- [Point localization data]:

****************************************

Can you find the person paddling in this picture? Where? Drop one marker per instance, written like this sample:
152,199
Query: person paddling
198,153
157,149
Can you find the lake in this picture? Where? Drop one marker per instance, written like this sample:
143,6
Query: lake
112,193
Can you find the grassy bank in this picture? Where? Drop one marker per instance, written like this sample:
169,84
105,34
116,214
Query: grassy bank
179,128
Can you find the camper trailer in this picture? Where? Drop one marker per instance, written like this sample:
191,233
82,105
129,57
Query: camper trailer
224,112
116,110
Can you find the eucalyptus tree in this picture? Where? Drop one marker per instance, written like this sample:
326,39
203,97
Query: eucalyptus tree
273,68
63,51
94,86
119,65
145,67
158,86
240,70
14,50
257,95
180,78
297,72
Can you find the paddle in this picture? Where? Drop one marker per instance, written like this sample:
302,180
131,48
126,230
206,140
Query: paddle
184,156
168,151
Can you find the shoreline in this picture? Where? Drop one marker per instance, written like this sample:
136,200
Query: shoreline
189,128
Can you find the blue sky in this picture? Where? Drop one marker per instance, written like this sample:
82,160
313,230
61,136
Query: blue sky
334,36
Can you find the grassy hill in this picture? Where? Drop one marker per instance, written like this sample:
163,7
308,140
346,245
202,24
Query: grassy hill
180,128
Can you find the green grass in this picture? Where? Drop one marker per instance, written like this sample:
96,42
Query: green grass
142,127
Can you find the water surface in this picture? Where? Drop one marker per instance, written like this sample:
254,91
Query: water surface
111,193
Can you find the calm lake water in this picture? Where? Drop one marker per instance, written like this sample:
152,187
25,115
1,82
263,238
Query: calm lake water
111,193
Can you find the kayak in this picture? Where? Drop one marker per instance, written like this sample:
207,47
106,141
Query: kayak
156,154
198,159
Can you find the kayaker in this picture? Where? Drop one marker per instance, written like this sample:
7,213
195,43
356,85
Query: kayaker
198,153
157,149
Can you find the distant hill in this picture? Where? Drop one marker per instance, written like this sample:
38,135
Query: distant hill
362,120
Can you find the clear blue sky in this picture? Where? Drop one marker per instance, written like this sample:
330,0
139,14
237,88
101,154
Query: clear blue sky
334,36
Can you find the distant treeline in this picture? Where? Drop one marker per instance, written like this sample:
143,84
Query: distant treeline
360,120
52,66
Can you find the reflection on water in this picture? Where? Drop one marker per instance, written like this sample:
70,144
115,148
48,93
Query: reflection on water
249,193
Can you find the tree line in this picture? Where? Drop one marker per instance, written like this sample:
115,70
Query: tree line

****************************************

- [What the task requires]:
Would you set down all the lines above, exactly and in full?

- [Your solution]:
Can you find the person paddling in this picture? Where? Drop one marker per instance, written like this sample:
152,199
Query: person paddling
198,153
157,149
Can you find the lake in this picture? Where? Drop one marker per instance, written like this sample:
143,6
Query: lake
112,193
Can you find the grassy bank in this picture? Where? Drop one marker per instance, written like this sample:
169,84
105,34
116,214
Query: grassy bank
179,128
Can you find the camper trailer in this picture? Where? Drop one marker per instance, written like this sample:
191,233
82,105
129,57
Query: camper trailer
224,112
116,110
Can you find the eucalyptus tree in this picture? Where? Drop one marker per instance, written like this sample:
326,39
203,97
Query: eucalyptus tree
273,68
63,51
94,86
119,65
145,67
158,86
240,70
14,50
257,95
180,78
297,72
Can you find the paddle in this picture? Where? Drop one marker per instance, written like this sample:
302,180
131,48
126,230
206,140
Query: paddle
184,156
168,151
Can you find the shoreline in this picture? Where? Drop one marker per instance, written like this sample:
136,200
Query: shoreline
189,128
Can you find the blue sky in this picture? Where? Drop one marker per instance, written like this sample:
82,160
313,230
61,136
Query: blue sky
334,36
Can you find the grassy hill in this picture? Where? Drop one marker per instance, written like this sample:
163,7
308,140
346,245
202,24
Query: grassy hill
180,128
Can you find the green grass in this picture? Where? Drop one marker per instance, written like this sample:
96,42
Query: green grass
142,127
Can you find the water surface in this picture? Where? Drop one marker per instance, written like this sample:
254,91
Query: water surface
111,193
Can you find the calm lake water in this picture? Where? Drop one marker per instance, written like this sample:
152,187
25,115
1,82
263,238
Query: calm lake water
111,193
Can you find the kayak in this picture? Where? Drop one marker per instance, written like this sample:
207,47
106,141
Query: kayak
156,154
198,159
Can you find the kayaker in this picture? Where? Drop one marker per instance, written like this sample:
7,213
195,43
356,85
Query: kayaker
198,153
157,149
Can you find the distant hill in this picture? Where? Drop one marker per instance, written like this sample:
38,135
Query: distant hill
362,120
Can you find the clear blue sky in this picture? Where? Drop one marker per instance, written like this sample:
330,0
139,14
237,88
101,154
Query: clear blue sky
334,36
Can you find the distant treeline in this picture? Where? Drop one marker per instance, written like this sample:
143,84
Query: distant treeline
360,120
52,66
Can you find the reflection on water in this picture? Where? Drop one marker per instance, written like this sample:
70,144
115,148
48,93
Query: reflection on water
249,193
Can you find the tree line in this picture? Where? Drop one marker per instance, written like this sample:
115,70
Query: tree line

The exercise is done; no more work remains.